* Task requirements:
Find the line containing "Please examine the trail-camera image above and box every number" in the entries below. Reproduce that line and each one after it to the end, exactly, with no other lines.

* Exercise data:
* * *

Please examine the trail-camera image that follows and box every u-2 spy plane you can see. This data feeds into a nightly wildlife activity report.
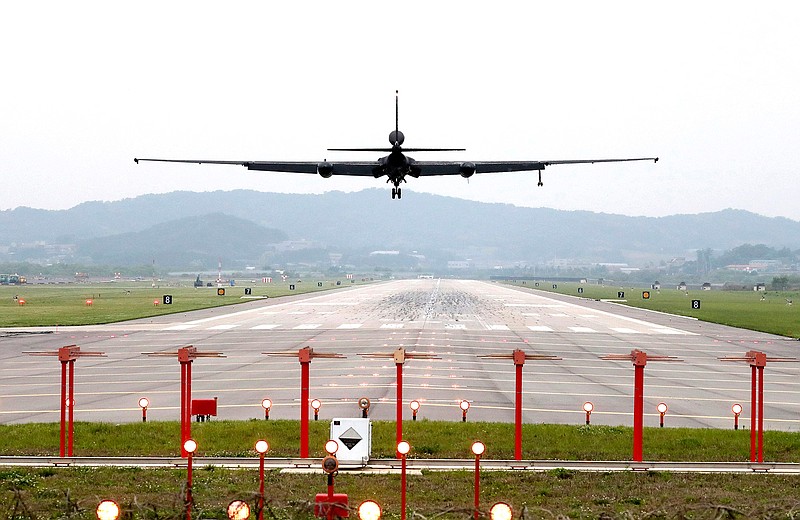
[135,91,658,199]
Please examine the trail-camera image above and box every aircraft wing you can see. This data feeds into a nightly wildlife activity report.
[413,157,658,176]
[134,158,379,176]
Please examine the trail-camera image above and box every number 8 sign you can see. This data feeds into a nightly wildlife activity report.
[691,299,701,309]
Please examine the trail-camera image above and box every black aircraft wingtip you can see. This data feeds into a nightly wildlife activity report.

* * *

* Output of the task:
Please examine the trail-camera image above and box every number 8 sign you can see. This data feeds into a nightly wildlife activity report.
[691,299,701,309]
Please examine the trail-camera image above and box every black aircraft wingtip you can see. This data feeds into a nightly wildlife activity report.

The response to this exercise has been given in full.